Pfizer and Moderna announced promising results from their COVID-19 vaccine trials. These vaccines require a cold chain, meaning a temperature-controlled supply chain that maintains the desired temperature range throughout distribution. New research from IBM Security X-Force indicates that the cold chain is being targeted in a precision phishing campaign.
Spear-phishing emails
IBM Security X-Force created a threat intelligence task force dedicated to tracking down COVID-19 cyber threats against organizations that are keeping the vaccine supply chain moving. Their research shows that this calculated operation started in September 2020.
The purpose of this COVID-19 phishing campaign may have been to harvest credentials, possibly to gain future unauthorized access to corporate networks and sensitive information relating to the COVID-19 vaccine distribution, according to IBM Security X-Force.
IBM Security X-Force explained the attacks, saying,
“Spear-phishing emails were sent to select executives in sales, procurement, information technology and finance positions, likely involved in company efforts to support a vaccine cold chain. We also identified instances where this activity extended organization-wide to include help and support pages of targeted organizations,”
A nation-state activity
The COVID-19 phishing campaign spanned across six countries and targeted organizations likely associated with Gavi, The Vaccine Alliance’s Cold Chain Equipment Optimization Platform (CCEOP) program. Governments have already warned that foreign entities are likely to attempt to conduct cyber espionage to steal information about vaccines.

The spoofed phishing emails appear to originate from a business executive from Haier Biomedical, a Chinese company currently acting as a qualified supplier for the CCEOP program. While attribution is currently unknown, the precision targeting and nature of the specific targeted organizations potentially point to nation-state activity.
IBM Security X-Force recommends to defenders:
- Create and test incident response plans to strengthen your organization’s preparedness and readiness to respond in the event of an attack.
- Share and ingest threat intelligence. Threat-sharing initiatives and partnerships are essential to staying alert about the latest threats and attack tactics impacting your industry. IBM Security X-Force has been feeding this threat intelligence into the COVID-19 threat sharing enclave. At the onset of the pandemic, IBM made this enclave freely accessible to any organization in need of more eyes on cyber threats.

▸ **Work to complete**:
A. Answer these questions from the cold chain phishing article:
(i) In what month and year did the operation start?
(ii) How many countries did the campaign span?
(iii) Which company did the spoofed emails appear to come from?
B. Repeat the cold chain phishing article from "The spoofed phishing" to "of an attack.", but swap "spoofed" for "forged".
C. Say whether each statement agrees with the cold chain phishing article, and quote the words that decide it.
(i) The operation started in September 2020.
(ii) The attacks have been attributed to a specific nation.
(iii) Organizations must pay to use the COVID-19 threat sharing enclave.

Natural language region descriptions:
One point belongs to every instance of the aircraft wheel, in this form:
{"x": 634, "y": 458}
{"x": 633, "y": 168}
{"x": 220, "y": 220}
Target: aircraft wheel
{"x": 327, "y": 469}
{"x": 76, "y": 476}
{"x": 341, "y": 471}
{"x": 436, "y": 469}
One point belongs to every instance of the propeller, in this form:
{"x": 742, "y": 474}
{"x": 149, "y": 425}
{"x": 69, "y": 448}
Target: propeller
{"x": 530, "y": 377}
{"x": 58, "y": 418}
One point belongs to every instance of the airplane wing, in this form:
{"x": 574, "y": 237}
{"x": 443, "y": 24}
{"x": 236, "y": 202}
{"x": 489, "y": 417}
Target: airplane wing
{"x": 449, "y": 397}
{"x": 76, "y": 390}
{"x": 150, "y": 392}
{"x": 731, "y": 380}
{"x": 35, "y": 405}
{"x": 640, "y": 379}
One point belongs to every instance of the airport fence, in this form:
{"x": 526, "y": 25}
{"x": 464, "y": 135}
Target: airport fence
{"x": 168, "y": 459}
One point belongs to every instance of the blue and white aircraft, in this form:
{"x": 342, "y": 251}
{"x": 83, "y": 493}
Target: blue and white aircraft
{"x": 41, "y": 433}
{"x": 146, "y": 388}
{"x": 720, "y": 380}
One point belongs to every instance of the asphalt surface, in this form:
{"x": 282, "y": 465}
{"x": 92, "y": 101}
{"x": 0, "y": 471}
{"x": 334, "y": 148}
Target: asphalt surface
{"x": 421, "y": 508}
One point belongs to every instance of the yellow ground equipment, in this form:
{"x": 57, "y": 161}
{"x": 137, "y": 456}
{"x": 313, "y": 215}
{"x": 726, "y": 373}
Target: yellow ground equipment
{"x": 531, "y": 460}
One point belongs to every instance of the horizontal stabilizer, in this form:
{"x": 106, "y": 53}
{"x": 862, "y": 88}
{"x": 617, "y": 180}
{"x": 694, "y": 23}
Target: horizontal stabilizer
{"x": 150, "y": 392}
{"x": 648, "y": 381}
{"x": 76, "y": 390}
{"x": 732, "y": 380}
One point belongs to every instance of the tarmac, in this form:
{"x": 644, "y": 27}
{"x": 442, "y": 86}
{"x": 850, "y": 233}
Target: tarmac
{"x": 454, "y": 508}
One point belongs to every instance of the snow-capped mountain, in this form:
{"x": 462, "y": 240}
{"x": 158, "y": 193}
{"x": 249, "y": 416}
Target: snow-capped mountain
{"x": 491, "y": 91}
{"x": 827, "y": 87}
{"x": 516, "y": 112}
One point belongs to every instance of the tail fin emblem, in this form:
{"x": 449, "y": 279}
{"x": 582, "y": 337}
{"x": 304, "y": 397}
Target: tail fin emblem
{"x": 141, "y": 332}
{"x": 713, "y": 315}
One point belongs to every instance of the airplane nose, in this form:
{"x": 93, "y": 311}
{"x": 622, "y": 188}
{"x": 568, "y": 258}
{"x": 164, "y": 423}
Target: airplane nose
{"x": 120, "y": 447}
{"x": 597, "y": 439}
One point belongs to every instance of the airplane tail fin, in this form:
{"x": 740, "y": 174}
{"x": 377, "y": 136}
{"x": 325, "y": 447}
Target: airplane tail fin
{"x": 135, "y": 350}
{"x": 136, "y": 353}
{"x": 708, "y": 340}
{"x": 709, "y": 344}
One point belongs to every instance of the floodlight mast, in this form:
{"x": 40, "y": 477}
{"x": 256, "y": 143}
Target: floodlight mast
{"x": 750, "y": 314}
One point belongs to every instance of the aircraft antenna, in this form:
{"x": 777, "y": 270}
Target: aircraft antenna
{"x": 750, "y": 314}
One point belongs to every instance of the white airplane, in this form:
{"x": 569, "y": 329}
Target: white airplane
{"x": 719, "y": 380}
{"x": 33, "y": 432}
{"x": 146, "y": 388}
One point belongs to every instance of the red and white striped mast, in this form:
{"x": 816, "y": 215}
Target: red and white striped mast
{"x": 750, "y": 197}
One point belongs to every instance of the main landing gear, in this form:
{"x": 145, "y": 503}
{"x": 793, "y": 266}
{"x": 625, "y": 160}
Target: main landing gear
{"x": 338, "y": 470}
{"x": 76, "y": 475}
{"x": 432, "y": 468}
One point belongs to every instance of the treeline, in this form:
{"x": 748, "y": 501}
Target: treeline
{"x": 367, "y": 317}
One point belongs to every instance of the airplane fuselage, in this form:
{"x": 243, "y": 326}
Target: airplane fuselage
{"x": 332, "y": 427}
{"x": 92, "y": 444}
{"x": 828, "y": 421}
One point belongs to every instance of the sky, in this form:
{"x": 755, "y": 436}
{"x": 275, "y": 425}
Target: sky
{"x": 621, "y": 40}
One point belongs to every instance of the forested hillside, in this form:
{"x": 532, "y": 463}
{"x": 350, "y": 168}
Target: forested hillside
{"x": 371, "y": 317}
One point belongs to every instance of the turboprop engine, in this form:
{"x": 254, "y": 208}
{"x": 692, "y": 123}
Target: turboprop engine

▸ **Solutions in order**:
A.
(i) September 2020
(ii) Six
(iii) Haier Biomedical

B.
The forged phishing emails appear to originate from a business executive from Haier Biomedical, a Chinese company currently acting as a qualified supplier for the CCEOP program. While attribution is currently unknown, the precision targeting and nature of the specific targeted organizations potentially point to nation-state activity.
IBM Security X-Force recommends to defenders:
- Create and test incident response plans to strengthen your organization’s preparedness and readiness to respond in the event of an attack.

C.
(i) Yes: "this calculated operation started in September 2020"
(ii) No: "While attribution is currently unknown"
(iii) No: "IBM made this enclave freely accessible to any organization in need of more eyes on cyber threats"